== RECORDS TO PROCESS ==
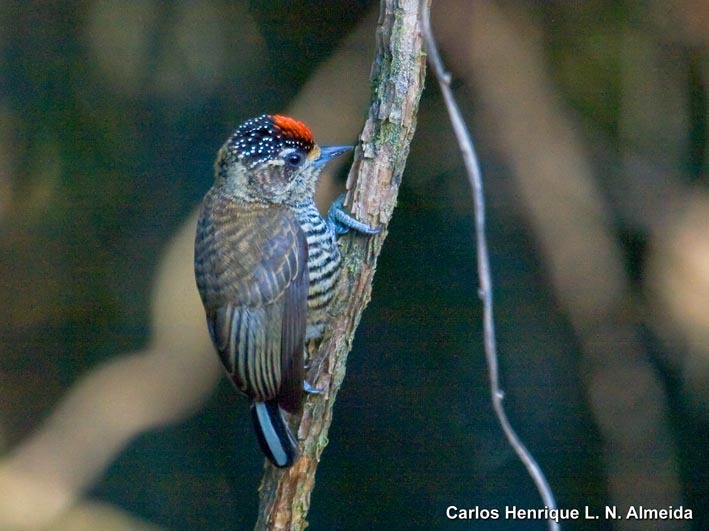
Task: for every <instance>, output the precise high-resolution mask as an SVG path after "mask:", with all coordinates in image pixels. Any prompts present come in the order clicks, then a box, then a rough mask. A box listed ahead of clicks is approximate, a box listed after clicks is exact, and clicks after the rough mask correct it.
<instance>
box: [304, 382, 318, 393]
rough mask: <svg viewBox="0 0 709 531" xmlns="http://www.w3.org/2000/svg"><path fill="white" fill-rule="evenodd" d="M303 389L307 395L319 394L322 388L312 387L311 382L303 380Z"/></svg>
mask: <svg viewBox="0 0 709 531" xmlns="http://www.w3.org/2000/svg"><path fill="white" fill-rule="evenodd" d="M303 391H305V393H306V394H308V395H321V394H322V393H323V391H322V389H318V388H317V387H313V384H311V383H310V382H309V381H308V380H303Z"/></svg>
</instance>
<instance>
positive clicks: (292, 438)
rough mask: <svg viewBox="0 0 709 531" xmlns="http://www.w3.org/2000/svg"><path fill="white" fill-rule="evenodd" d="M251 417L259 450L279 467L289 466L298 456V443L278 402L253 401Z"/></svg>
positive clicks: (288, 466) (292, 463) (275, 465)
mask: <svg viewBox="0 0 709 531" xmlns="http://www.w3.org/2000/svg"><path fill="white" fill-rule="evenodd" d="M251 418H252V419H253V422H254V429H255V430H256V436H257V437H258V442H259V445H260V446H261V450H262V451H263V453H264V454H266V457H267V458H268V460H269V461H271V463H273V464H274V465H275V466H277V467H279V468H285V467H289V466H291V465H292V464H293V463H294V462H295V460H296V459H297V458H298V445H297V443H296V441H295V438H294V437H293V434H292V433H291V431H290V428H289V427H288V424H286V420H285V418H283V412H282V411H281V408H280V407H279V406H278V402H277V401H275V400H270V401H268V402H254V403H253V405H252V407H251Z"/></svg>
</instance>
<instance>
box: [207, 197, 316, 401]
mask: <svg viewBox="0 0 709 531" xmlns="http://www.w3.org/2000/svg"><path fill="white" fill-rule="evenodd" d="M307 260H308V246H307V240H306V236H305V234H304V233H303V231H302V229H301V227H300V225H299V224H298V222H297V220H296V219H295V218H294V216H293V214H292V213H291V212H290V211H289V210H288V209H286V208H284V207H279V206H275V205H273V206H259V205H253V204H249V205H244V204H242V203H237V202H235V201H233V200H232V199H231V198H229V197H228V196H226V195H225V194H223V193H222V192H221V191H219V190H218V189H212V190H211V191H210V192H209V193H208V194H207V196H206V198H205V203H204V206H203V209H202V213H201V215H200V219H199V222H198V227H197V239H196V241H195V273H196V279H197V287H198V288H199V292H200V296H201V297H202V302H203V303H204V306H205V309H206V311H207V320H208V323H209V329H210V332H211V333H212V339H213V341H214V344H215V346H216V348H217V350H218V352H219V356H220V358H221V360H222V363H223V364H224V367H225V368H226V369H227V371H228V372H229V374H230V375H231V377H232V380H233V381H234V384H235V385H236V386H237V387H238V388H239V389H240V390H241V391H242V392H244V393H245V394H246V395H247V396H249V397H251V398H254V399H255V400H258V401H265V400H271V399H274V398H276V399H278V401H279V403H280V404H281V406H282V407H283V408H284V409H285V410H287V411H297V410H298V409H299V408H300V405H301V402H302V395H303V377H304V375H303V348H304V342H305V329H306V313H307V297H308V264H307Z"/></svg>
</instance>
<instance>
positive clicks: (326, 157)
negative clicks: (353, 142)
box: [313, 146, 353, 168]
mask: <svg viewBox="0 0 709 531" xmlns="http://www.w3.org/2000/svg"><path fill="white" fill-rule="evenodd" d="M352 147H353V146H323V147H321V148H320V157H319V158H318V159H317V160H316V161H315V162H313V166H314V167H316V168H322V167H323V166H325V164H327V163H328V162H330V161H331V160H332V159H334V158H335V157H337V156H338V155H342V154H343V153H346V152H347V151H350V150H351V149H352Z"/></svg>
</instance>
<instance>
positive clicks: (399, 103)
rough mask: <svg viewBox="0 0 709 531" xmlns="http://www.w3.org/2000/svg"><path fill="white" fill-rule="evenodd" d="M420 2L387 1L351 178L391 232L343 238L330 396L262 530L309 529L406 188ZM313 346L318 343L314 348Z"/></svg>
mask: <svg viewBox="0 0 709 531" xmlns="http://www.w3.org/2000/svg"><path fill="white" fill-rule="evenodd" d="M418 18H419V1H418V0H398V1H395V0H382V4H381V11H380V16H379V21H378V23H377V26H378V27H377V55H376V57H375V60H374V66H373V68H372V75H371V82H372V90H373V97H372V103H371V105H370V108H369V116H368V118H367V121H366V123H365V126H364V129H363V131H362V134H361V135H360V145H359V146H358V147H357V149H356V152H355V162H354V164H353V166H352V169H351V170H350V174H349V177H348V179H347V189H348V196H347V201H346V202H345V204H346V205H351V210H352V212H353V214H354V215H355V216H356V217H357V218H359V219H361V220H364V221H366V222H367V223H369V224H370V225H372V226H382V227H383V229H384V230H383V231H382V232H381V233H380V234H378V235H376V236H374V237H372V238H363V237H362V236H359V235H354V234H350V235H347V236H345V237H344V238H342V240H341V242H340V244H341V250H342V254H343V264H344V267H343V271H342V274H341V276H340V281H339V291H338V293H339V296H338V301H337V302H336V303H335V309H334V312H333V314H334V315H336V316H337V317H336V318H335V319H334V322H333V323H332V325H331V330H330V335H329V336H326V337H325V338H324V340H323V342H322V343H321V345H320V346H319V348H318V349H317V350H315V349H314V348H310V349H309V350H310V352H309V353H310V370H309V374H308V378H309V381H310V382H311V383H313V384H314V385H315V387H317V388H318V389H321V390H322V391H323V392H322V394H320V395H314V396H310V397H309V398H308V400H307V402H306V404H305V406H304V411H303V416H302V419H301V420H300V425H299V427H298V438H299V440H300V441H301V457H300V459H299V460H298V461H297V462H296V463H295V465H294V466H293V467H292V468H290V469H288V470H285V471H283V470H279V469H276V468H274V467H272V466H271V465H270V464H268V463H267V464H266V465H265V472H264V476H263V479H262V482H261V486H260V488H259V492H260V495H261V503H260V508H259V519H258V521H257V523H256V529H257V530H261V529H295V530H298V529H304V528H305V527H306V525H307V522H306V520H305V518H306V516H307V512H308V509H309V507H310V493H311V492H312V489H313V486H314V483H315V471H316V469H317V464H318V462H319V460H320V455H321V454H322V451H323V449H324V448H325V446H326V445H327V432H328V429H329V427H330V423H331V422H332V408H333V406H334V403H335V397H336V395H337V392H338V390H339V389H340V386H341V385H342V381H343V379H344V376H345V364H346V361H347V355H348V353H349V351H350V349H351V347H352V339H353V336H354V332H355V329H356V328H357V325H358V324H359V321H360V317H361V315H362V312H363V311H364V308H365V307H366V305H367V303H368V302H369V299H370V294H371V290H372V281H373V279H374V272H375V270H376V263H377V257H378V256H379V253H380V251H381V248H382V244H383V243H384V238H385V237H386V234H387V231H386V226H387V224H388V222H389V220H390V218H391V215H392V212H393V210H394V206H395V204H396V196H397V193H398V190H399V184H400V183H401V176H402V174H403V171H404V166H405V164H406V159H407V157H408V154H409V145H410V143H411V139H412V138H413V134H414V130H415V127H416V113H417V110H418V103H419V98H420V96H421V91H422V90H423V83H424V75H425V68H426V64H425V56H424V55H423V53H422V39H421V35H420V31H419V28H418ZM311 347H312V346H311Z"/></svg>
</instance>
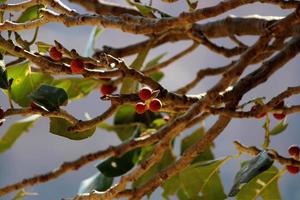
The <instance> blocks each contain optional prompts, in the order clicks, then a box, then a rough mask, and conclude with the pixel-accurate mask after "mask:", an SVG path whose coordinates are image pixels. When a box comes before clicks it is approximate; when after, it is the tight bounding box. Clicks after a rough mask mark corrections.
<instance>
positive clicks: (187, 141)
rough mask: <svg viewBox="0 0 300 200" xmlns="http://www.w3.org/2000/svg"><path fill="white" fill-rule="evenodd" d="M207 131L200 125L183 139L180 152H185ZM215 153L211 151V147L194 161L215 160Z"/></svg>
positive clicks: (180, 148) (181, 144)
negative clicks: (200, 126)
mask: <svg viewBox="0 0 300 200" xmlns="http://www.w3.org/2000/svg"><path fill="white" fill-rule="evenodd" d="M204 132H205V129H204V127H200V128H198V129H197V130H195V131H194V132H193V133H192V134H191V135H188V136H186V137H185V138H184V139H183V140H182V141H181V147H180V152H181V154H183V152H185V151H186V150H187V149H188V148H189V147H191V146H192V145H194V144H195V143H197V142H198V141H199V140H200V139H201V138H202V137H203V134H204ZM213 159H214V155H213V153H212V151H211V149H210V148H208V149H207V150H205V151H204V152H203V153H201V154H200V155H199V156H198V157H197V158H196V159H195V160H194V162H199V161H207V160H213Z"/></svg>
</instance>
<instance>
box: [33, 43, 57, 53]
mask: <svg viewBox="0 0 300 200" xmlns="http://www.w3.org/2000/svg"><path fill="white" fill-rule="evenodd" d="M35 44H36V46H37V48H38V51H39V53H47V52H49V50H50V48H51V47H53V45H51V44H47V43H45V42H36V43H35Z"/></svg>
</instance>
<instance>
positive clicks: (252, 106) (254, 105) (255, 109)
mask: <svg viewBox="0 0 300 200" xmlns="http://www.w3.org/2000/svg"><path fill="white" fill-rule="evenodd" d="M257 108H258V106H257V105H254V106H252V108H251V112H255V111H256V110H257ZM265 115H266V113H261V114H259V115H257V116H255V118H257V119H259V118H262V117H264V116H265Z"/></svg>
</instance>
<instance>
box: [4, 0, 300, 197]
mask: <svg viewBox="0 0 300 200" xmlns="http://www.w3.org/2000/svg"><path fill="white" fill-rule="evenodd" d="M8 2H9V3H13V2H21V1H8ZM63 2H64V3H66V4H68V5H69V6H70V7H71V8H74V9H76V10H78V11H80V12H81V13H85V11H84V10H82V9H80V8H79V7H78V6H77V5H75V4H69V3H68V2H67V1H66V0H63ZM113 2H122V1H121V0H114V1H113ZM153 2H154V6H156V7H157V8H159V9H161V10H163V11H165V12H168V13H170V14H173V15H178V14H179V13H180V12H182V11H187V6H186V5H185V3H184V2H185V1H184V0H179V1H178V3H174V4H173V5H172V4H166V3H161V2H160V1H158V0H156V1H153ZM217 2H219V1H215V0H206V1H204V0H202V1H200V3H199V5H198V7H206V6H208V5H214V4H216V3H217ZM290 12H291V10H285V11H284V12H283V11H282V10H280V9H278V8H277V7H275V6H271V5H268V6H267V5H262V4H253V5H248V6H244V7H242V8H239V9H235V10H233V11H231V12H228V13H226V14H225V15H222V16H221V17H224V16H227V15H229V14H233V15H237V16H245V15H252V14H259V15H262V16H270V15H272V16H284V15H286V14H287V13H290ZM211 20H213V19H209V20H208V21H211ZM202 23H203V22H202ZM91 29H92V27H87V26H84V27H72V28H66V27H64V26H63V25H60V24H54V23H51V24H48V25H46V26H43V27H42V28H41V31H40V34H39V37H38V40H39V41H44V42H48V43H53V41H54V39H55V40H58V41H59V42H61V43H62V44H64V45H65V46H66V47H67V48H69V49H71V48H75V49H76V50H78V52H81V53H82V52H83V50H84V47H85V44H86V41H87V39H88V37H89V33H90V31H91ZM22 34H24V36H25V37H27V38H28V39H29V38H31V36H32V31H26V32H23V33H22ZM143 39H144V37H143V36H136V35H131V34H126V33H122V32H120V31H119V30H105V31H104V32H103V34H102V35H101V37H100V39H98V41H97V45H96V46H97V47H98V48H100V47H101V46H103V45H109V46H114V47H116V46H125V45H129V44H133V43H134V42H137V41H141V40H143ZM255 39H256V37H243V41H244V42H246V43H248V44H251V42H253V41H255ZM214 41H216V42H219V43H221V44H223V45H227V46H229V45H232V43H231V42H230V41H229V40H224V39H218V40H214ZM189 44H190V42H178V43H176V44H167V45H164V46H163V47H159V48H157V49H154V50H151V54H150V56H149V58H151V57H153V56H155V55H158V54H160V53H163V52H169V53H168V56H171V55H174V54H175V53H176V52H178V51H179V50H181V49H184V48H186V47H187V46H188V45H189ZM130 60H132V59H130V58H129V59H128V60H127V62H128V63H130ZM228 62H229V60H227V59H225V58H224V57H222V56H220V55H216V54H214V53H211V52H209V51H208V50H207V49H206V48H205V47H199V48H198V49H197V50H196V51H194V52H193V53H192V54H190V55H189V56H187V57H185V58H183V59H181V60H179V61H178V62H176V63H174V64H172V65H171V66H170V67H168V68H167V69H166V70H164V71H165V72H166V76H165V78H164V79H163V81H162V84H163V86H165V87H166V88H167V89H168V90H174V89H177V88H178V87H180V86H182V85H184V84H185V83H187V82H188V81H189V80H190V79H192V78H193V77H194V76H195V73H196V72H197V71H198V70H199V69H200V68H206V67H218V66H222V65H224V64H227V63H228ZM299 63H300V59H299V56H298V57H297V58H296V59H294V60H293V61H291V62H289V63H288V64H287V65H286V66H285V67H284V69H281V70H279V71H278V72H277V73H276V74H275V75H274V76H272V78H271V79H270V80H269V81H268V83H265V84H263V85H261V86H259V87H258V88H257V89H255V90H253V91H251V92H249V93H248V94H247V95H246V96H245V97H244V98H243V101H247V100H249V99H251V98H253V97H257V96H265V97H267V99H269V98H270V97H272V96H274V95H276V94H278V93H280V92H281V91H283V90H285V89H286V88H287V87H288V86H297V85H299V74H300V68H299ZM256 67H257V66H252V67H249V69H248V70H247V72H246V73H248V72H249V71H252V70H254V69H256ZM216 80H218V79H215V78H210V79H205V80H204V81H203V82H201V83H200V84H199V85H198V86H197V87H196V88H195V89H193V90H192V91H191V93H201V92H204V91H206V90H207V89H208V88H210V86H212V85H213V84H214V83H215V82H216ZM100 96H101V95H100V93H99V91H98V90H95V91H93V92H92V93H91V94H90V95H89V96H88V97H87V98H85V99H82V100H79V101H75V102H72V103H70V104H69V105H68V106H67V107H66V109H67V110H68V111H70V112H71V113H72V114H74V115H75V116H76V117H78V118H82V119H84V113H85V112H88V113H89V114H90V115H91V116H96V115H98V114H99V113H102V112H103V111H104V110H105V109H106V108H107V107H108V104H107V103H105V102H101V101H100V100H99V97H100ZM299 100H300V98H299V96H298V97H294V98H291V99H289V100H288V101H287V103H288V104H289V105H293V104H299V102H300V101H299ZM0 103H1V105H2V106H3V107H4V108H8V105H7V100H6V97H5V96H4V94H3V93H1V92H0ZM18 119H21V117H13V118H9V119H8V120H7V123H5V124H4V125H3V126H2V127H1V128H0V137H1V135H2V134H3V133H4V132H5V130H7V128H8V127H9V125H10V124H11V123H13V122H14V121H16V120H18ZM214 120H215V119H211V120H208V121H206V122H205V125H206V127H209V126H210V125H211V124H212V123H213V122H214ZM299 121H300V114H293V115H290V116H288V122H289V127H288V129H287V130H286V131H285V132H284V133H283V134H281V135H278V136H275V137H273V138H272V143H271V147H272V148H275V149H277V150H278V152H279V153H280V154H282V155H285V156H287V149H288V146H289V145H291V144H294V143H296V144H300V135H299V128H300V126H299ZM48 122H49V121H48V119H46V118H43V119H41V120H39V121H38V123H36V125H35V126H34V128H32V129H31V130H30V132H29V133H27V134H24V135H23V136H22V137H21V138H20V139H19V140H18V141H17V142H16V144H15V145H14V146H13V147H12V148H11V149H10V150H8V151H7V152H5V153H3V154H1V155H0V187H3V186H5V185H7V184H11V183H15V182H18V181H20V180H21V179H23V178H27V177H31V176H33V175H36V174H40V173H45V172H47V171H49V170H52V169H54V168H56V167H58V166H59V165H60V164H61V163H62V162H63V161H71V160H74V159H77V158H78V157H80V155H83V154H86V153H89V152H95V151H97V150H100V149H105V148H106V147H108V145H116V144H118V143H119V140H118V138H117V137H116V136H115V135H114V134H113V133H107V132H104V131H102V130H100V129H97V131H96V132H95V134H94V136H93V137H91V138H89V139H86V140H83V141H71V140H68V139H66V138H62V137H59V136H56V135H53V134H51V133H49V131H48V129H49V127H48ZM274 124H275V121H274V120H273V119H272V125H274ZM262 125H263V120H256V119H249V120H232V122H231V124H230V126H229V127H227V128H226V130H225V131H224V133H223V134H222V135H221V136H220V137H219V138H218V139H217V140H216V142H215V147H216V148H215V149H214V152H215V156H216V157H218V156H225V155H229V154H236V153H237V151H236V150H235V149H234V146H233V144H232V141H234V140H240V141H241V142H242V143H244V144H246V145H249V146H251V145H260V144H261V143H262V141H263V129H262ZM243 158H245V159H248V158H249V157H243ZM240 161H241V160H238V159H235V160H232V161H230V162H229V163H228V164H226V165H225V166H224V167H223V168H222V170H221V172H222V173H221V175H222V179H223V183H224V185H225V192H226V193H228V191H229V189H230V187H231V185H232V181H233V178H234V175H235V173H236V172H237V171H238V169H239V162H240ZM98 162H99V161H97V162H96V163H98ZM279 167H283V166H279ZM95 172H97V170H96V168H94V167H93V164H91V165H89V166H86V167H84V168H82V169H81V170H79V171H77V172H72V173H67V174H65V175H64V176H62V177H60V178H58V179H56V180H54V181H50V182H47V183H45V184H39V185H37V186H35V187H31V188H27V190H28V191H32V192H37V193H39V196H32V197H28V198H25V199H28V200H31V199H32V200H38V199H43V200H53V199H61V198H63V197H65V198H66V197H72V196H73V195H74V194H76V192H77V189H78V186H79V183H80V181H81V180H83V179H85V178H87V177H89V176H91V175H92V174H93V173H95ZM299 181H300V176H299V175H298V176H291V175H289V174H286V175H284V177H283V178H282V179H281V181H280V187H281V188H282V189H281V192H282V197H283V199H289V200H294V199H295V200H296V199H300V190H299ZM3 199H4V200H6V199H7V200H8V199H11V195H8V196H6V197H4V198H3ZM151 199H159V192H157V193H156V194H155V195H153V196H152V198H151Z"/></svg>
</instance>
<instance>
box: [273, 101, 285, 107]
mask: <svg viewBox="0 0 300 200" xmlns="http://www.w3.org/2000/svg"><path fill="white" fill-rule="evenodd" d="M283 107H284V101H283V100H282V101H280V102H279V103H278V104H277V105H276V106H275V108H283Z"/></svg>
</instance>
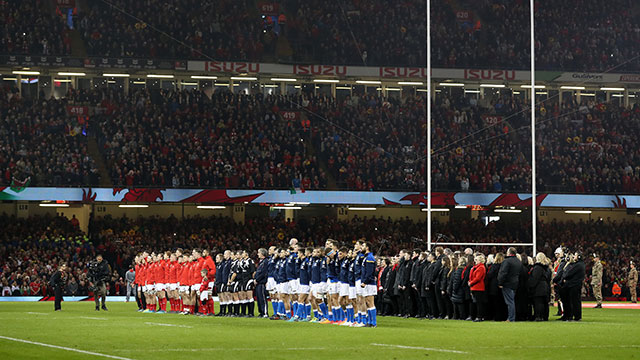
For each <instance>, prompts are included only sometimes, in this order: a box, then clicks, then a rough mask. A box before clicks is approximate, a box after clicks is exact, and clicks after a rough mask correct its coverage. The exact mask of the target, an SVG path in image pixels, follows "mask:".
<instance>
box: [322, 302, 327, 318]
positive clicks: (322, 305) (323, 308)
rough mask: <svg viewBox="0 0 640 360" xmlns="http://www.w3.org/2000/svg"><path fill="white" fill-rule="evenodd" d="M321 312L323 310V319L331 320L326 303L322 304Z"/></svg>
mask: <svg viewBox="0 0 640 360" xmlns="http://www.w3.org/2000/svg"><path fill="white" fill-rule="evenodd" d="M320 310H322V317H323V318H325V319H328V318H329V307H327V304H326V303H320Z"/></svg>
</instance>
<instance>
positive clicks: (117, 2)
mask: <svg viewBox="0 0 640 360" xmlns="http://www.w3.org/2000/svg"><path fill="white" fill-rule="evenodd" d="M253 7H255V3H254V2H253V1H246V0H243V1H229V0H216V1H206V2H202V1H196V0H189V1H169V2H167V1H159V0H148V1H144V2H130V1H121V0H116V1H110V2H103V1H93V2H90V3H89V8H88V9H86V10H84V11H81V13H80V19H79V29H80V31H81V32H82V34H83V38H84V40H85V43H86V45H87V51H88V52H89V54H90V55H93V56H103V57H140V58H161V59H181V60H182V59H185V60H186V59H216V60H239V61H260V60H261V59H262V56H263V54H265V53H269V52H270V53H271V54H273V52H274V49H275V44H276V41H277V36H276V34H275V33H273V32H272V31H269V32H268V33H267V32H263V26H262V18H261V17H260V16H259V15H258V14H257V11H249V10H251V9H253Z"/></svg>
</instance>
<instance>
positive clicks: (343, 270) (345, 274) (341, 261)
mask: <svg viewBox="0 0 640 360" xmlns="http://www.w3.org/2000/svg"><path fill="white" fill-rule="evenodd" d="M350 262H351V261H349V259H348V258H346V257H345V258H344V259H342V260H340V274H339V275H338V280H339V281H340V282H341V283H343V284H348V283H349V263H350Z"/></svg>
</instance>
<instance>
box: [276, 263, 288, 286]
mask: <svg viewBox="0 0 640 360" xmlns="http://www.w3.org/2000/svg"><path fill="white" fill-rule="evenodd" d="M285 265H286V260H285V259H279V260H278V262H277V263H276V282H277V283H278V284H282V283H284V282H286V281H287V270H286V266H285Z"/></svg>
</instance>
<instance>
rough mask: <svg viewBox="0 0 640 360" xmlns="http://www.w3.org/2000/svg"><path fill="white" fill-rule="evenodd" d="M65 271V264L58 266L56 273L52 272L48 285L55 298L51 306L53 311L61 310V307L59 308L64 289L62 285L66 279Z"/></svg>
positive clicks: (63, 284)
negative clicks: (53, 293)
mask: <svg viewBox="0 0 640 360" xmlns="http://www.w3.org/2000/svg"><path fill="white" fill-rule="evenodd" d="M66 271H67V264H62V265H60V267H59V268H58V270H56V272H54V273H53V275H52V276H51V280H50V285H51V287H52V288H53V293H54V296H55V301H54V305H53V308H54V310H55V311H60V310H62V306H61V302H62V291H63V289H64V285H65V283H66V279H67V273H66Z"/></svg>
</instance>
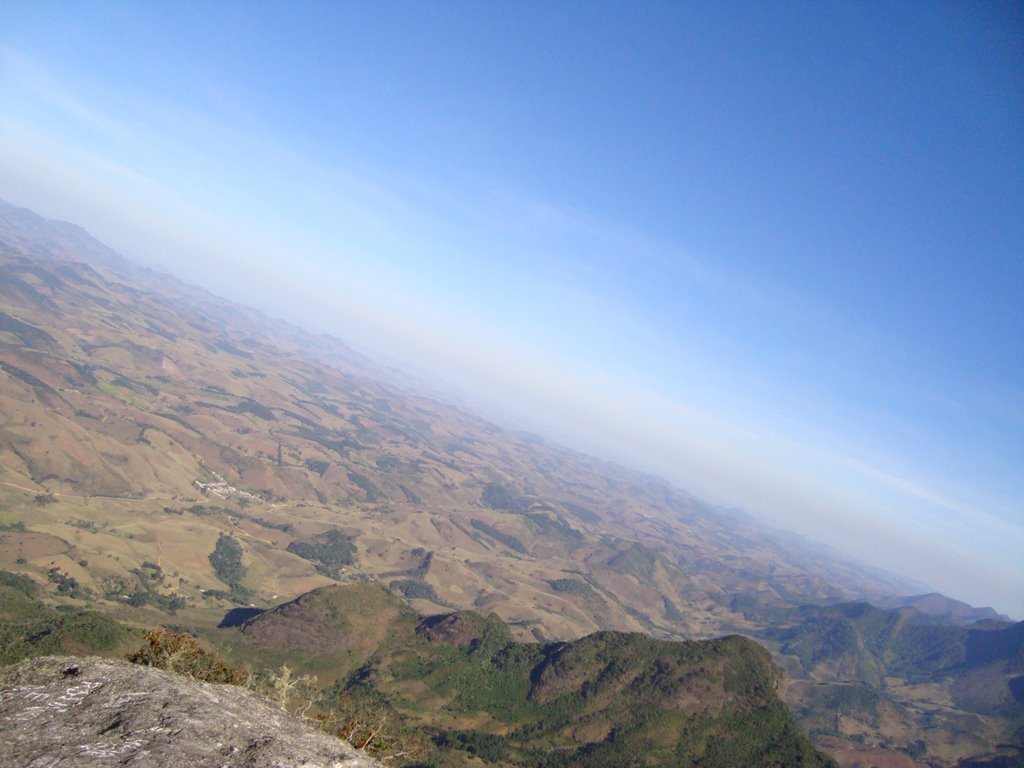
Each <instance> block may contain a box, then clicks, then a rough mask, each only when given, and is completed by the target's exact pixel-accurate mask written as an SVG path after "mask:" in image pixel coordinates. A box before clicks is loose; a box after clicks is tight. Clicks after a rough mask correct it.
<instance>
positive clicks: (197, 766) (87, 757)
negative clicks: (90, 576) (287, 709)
===
WHAT YOU ARE ASKED TO DO: Scan the entries above for the string "target" and copy each line containing it.

RESPONSE TO THE EXERCISE:
For each <instance>, prompts are included only sometimes, in this order: a box, then clicks, then a rough mask. A box before clicks is approximate, a box after clicks is exact, and clicks after a rough mask correct its coverage. The exact mask of the target, an SVG path in image pixels, follows "mask:".
Each <instance> block may contain a box, then clicks, then a rough mask, each only when given, and is completed by the target's exact pixel-accurate mask written as an SVG path after "mask:" in image pixel coordinates. A box before clicks is loose; a box after clicks is tight. Clicks after a rough mask correct it.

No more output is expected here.